Fracking and Air Contamination

  • According to the Health Impact Assessment for Battlement Mesa, Garfield County Colorado, University of Colorado Denver School of Public Health Study: People living within half a mile of oil and gas well fracking operations were exposed to air pollutants five times above a federal hazard standard. Some of these pollutants cause cancer, neurological and respiratory effects.
  • Colorado’s Dr. Theo Colborn recently completed a study of air pollution from a closed loop oil and gas fracking well drilling pad located on the West slope of Colorado. The study, An Exploratory Study of Air Quality near Natural Gas Operations, found 44 hazardous chemicals in the air many of which cause cancer and damage to the brain, nervous system lungs, kidneys, cardiovascular system, endocrine system, genes, liver, immune system, skin, eyes and other parts of the body. (Download the article,  p11 and p21, table 4.)Since Colborn’s study was of a closed loop oil and gas well drilling operation, and since most oil and gas operations, including those planned for the Colorado Springs region, are not closed loop, her findings are very conservative. According to Colborn, up to 95% of VOCs can be captured by a closed loop well pad operation. See the video: What You Need to Know About Natural Gas Production

“As natural gas production rapidly increases across the U.S., its associated pollution has reached the stage where it is contaminating essential life support systems – water, air, and soil – and causing harm to the health of humans, wildlife, domestic animals, and vegetation.”

Data drawn from a collection
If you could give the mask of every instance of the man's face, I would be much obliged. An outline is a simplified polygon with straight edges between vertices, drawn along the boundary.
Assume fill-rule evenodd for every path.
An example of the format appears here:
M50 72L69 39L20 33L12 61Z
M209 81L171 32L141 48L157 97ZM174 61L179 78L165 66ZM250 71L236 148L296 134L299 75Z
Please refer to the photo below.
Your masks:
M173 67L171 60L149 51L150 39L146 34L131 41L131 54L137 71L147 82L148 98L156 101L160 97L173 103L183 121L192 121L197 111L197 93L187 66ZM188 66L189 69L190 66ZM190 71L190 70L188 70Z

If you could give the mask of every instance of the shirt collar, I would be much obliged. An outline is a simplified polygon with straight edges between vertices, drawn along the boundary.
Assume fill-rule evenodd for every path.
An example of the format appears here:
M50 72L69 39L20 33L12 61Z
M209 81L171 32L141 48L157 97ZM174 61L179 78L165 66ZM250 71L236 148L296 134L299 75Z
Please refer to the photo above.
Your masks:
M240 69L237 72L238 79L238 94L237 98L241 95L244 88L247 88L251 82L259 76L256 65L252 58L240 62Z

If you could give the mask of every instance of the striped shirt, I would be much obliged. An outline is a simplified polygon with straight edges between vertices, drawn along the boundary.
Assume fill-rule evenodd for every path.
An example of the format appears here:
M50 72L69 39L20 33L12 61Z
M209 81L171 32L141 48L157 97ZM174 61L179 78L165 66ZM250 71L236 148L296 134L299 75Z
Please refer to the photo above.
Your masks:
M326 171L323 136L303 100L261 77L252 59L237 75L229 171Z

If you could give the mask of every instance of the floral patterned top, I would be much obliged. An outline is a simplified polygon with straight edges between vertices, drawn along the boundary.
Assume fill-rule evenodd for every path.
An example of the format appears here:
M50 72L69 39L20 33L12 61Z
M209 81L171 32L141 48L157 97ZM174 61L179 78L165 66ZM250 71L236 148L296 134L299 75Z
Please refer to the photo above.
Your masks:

=== PROBLEM STATEMENT ===
Reproduce the fracking and air contamination passage above word for word, from its title through the closing quotation.

=== RESULT ===
Fracking and Air Contamination

  • According to the Health Impact Assessment for Battlement Mesa, Garfield County Colorado, University of Colorado Denver School of Public Health Study: People living within half a mile of oil and gas well fracking operations were exposed to air pollutants five times above a federal hazard standard. Some of these pollutants cause cancer, neurological and respiratory effects.
  • Colorado’s Dr. Theo Colborn recently completed a study of air pollution from a closed loop oil and gas fracking well drilling pad located on the West slope of Colorado. The study, An Exploratory Study of Air Quality near Natural Gas Operations, found 44 hazardous chemicals in the air many of which cause cancer and damage to the brain, nervous system lungs, kidneys, cardiovascular system, endocrine system, genes, liver, immune system, skin, eyes and other parts of the body. (Download the article,  p11 and p21, table 4.)Since Colborn’s study was of a closed loop oil and gas well drilling operation, and since most oil and gas operations, including those planned for the Colorado Springs region, are not closed loop, her findings are very conservative. According to Colborn, up to 95% of VOCs can be captured by a closed loop well pad operation. See the video: What You Need to Know About Natural Gas Production

“As natural gas production rapidly increases across the U.S., its associated pollution has reached the stage where it is contaminating essential life support systems – water, air, and soil – and causing harm to the health of humans, wildlife, domestic animals, and vegetation.”